— start of Data provided —

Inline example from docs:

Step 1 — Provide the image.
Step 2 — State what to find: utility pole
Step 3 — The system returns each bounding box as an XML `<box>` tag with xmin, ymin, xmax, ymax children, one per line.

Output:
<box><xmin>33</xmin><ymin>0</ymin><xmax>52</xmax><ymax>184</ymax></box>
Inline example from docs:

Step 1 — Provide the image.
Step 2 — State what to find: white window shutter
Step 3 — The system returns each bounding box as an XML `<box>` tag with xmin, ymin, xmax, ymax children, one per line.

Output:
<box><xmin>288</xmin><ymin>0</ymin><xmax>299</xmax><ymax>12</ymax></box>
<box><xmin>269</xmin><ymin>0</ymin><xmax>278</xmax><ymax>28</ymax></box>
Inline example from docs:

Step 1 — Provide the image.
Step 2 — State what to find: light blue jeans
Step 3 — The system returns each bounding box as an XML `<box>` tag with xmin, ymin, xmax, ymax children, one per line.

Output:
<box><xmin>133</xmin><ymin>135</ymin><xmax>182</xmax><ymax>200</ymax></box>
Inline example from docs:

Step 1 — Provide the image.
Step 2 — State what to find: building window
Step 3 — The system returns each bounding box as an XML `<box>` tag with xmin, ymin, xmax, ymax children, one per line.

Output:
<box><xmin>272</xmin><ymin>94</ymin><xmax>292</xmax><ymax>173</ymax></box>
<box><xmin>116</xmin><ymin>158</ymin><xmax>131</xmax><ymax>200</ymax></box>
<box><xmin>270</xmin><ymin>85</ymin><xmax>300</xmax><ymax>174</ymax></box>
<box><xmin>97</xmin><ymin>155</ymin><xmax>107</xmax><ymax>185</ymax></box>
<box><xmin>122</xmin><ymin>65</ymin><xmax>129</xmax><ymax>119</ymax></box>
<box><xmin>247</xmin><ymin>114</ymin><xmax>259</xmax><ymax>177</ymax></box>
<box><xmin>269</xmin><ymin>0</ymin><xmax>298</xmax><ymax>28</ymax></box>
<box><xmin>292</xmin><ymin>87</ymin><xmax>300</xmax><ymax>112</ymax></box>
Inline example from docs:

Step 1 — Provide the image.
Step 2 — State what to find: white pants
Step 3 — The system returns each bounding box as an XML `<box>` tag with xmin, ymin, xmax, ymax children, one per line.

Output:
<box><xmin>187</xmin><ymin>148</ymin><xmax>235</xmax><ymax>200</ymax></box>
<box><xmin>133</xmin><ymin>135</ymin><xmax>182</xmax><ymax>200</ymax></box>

— end of Data provided —

» **Stated task**: Rewrite all the rows above with "bounding box" changed to "detection box" wherever it occurs. Leave everything else unchanged.

» **Written response**:
Inline example from docs:

Step 1 — Provide the image.
Step 2 — State what to find: utility pole
Step 3 — The system returns each detection box as an XML `<box>` tag with xmin, ymin, xmax, ymax children, one per line.

Output:
<box><xmin>33</xmin><ymin>0</ymin><xmax>52</xmax><ymax>184</ymax></box>
Inline example from docs:

Step 1 — Provide the image.
Step 2 — State what to find: white window shutter
Step 3 — The system returns each detection box as an XML `<box>` tag with xmin, ymin, xmax, ymax children, one per line.

Output:
<box><xmin>288</xmin><ymin>0</ymin><xmax>299</xmax><ymax>12</ymax></box>
<box><xmin>269</xmin><ymin>0</ymin><xmax>278</xmax><ymax>28</ymax></box>
Inline example from docs:

Step 1 — Provide the image.
Step 2 — State what to find: light blue jeans
Step 3 — The system returns each detection box as an XML `<box>` tag with xmin, ymin, xmax, ymax children, one per line.

Output:
<box><xmin>133</xmin><ymin>135</ymin><xmax>182</xmax><ymax>200</ymax></box>
Inline example from docs:

Step 1 — Provide the image.
Step 2 — State what to find: building window
Step 3 — The system returns each detection box as an XML `<box>` tag with xmin, ymin, xmax, ymax children, one per line.

Output:
<box><xmin>272</xmin><ymin>94</ymin><xmax>292</xmax><ymax>173</ymax></box>
<box><xmin>116</xmin><ymin>158</ymin><xmax>131</xmax><ymax>200</ymax></box>
<box><xmin>270</xmin><ymin>85</ymin><xmax>300</xmax><ymax>174</ymax></box>
<box><xmin>97</xmin><ymin>155</ymin><xmax>107</xmax><ymax>185</ymax></box>
<box><xmin>122</xmin><ymin>65</ymin><xmax>129</xmax><ymax>119</ymax></box>
<box><xmin>247</xmin><ymin>114</ymin><xmax>259</xmax><ymax>177</ymax></box>
<box><xmin>269</xmin><ymin>0</ymin><xmax>298</xmax><ymax>28</ymax></box>
<box><xmin>292</xmin><ymin>87</ymin><xmax>300</xmax><ymax>112</ymax></box>
Inline example from docs:

Step 1 — Provide the image.
Step 2 — State what to find: white pants
Step 3 — The system returns each detection box as an XML `<box>` tag with xmin, ymin, xmax, ymax children, one per line.

Output:
<box><xmin>187</xmin><ymin>148</ymin><xmax>235</xmax><ymax>200</ymax></box>
<box><xmin>133</xmin><ymin>135</ymin><xmax>182</xmax><ymax>200</ymax></box>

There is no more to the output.